# DOCUMENT PASSAGE:
════════════════

FYFD

Tag: Reynolds number

  • F-18 Flow Viz

    F-18 Flow Viz

    Water tunnels are useful tools for determining aerodynamic characteristics of aircraft, such as this F-18 model placed in the NASA Dryden Flow Visualization Facility. By matching the Reynolds number of the model in the water tunnel to that of the full-scale aircraft in air, engineers can observe flow around the aircraft inside the laboratory. This similarity of flows is a powerful design tool. Here dye introduced along the nose, wings, and fuselage traces streamlines around the F-18, revealing areas of turbulence at different flight conditions.

  • Reader Question: Creeping Flow

    [original media no longer available]

    David asks:

    I’m taking an undergraduate fluid dynamics course, and I’m having trouble understanding what a Creeping Flow exactly is. The only thing I understand about that is that the Re should be 0 or close to 0 for the flow… Could you post an example of a creeping flow please? Thank you!

    Absolutely! Creeping flow, also called Stokes flow, is, like you said, a very low Reynolds number flow. It would be hard to say that the Reynolds number is zero because that would seem to imply no flow at all. Think of it instead as a Reynolds number much, much less than one. When the Reynolds number is very low, it means that viscous forces are dominating the flow. The video above shows creeping flow around a cylinder; notice how the streamlines stay attached all the way around the surface of the cylinder.  There’s no separation, no turbulent wake, no von Karman vortex street. Viscosity is so dominant here that it’s damped out all of that inertial diffusion of momentum.

════════════════

[Natural-language object grounding data]
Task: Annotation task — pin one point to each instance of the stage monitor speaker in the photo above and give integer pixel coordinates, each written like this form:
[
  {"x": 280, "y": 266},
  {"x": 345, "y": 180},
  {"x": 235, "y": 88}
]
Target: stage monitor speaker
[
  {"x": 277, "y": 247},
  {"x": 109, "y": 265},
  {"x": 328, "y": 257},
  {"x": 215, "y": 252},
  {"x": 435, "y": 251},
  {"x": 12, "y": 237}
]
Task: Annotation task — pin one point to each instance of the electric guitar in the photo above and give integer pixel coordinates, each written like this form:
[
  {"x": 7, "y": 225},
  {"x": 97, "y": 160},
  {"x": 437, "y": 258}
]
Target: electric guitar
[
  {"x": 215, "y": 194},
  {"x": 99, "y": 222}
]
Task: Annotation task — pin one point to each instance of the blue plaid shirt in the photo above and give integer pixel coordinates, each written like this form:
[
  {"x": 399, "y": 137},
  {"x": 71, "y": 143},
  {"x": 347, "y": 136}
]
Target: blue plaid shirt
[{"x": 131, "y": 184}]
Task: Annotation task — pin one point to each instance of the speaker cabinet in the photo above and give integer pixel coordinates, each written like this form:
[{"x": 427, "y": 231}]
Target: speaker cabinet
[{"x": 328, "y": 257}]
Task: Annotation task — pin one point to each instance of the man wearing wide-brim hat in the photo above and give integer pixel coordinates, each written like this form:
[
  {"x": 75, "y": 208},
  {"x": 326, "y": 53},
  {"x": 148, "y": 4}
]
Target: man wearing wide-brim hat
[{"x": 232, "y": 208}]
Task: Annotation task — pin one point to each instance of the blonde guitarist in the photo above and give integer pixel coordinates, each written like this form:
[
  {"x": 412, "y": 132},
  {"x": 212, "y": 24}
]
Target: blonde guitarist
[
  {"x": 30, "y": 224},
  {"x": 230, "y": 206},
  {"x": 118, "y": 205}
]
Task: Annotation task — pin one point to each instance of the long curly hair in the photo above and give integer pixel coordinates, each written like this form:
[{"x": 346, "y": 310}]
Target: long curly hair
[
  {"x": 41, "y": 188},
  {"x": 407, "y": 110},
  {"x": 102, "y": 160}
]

════════════════

# DIRECTIONS:
1. According to the FYFD page, why is it hard to say that the Reynolds number of a creeping flow is zero, and how should it be thought of instead? Answer in one to three sentences.
2. Answer these questions from the FYFD page:
(a) In which facility was the F-18 model placed?
(b) Along which parts of the F-18 was dye introduced?
(c) What other name does the page give for creeping flow?
3. Translate this sentence from the FYFD page into Spanish: "When the Reynolds number is very low, it means that viscous forces are dominating the flow."
The records were taken from a separate source.

# EXPECTED RESULTS:
1. A Reynolds number of zero would seem to imply no flow at all. It should instead be thought of as a Reynolds number much, much less than one.

2.
(a) The NASA Dryden Flow Visualization Facility.
(b) Along the nose, wings, and fuselage.
(c) Stokes flow.

3. Cuando el número de Reynolds es muy bajo, significa que las fuerzas viscosas dominan el flujo.